=======================Electronic Edition========================

---August 17, 1987---
News and resources for environmental justice.
Environmental Research Foundation
P.O. Box 5036, Annapolis, MD 21403
Fax (410) 263-8944; Internet: erf@igc.apc.org
The Back issues and Index are available here.
The official RACHEL archive is here. It's updated constantly.
To subscribe, send E-mail to rachel-weekly- request@world.std.com
with the single word SUBSCRIBE in the message. It's free.
===Previous issue==========================================Next issue===


In the U.S., 25 million workers (one out of every four workers) is exposed to one or more hazardous chemicals on the job. A recent federal law, called the Hazard Communication Standard (or HCS), requires the manufacturers of hazardous chemicals to tell their customers about the hazards; the law further requires the buyers of hazar dous chemicals to tell their workers about the hazards. The purpose of the law is to get information about hazardous chemicals into the hands of the people who work with those chemicals.

------------

TASKS FOR THIS EXERCISE -
[1] Reproduce the newsletter passage on workplace chemical hazards between "Environmental Research Foundation" and "message. It's free.", inclusive.
[2] Write the next part of the newsletter passage on workplace chemical hazards, picking up after its final sentence.

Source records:
------------

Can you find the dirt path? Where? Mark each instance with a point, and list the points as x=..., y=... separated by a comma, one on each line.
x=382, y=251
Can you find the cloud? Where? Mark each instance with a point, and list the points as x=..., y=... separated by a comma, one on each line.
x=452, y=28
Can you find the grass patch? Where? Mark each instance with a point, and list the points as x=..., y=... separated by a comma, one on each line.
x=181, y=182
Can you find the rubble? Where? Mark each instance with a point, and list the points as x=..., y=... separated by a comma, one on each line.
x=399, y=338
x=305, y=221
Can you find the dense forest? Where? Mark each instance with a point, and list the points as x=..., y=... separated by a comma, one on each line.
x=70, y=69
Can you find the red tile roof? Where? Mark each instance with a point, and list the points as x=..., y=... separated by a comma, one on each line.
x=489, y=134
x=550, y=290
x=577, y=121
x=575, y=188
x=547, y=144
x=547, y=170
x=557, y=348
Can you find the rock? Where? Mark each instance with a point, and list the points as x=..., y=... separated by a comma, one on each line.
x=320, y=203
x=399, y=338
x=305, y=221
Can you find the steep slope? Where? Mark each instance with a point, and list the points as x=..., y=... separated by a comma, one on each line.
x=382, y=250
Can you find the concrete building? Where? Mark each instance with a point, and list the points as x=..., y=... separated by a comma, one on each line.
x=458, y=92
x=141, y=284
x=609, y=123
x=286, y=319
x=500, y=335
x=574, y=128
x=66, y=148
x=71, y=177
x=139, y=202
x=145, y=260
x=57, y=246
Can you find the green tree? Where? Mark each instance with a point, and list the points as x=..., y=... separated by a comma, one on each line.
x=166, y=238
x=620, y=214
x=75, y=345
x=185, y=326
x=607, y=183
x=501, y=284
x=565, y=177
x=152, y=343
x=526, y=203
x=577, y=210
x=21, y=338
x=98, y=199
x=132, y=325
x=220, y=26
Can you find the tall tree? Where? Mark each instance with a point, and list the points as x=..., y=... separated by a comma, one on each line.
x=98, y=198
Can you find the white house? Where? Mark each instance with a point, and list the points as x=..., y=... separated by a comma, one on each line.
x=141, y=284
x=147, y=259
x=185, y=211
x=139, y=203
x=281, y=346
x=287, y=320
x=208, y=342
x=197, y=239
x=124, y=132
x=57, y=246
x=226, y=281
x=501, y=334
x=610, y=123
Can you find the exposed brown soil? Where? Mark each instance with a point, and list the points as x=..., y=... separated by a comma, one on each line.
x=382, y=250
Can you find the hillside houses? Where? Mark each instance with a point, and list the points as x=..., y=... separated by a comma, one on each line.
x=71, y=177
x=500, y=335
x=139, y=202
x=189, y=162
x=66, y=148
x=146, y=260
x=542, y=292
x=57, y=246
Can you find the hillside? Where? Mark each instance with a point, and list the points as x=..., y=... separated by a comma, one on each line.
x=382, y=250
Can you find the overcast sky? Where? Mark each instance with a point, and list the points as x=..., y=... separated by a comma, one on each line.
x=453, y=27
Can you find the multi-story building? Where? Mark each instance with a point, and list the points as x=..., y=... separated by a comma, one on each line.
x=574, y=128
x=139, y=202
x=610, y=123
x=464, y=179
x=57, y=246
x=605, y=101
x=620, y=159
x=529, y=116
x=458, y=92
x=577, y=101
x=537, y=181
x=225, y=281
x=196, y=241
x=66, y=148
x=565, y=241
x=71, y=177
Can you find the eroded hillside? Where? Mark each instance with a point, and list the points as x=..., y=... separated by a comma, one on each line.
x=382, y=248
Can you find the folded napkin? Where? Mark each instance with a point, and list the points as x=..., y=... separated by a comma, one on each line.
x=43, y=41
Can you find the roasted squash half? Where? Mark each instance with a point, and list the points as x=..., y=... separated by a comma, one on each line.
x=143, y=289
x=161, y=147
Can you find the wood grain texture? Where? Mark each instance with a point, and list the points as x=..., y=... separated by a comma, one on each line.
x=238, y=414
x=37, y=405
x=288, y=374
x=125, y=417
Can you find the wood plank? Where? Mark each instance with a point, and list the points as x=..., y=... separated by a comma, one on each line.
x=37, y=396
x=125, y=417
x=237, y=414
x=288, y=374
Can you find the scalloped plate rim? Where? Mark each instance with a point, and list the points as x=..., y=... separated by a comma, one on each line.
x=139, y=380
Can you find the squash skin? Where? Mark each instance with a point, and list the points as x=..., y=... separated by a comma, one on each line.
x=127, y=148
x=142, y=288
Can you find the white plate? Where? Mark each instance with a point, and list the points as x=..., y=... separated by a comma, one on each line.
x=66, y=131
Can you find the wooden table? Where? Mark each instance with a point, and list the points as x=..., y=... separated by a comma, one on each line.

------------

TASK RESPONSES -
[1]
Environmental Research Foundation
P.O. Box 5036, Annapolis, MD 21403
Fax (410) 263-8944; Internet: erf@igc.apc.org
The Back issues and Index are available here.
The official RACHEL archive is here. It's updated constantly.
To subscribe, send E-mail to rachel-weekly- request@world.std.com
with the single word SUBSCRIBE in the message. It's free.

[2]
Every employer using hazardous materials is supposed to develop a program for telling workers about the hazards. The program is supposed to have two parts: labeling of containers that hold hazardous materials, so workers can know what they're handling; and MSDSs [material safety data sheets]. An MSDS describes a chemical and any known hazards associated with it. An MSDS is supposed to be readily available in the workplace for each hazardous chemical that workers may be exposed to.

A third component of the Hazard Communication Standard is a training program, to help workers understand (and avoid ill effects from) the hazards they encounter on the job.

The federal agency that's supposed to oversee compliance with the HCS law is OSHA, the Occupational Safety and Health Administration. Knowing how to contact OSHA, and knowing what to expect from OSHA (knowing your rights) is essential to getting effective help from OSHA.

We have found a terrific little (75 page) book that describes the HCS law, tells workers their rights, tells them how to evaluate the HCS program in their shop, tells how OSHA works, and tells what to do if things aren't right. It's $6.95 from: the Occupational Safety and Health Law Center, 1536 16th Street, NW, Washington, DC 20036; phone (202) 328-8300. Ask for CHEMICAL HAZARDS; A GUIDE TO THE NEW FEDERAL HAZARD COMMUNICATION REGULATIONS.
--Peter Montague, Ph.D.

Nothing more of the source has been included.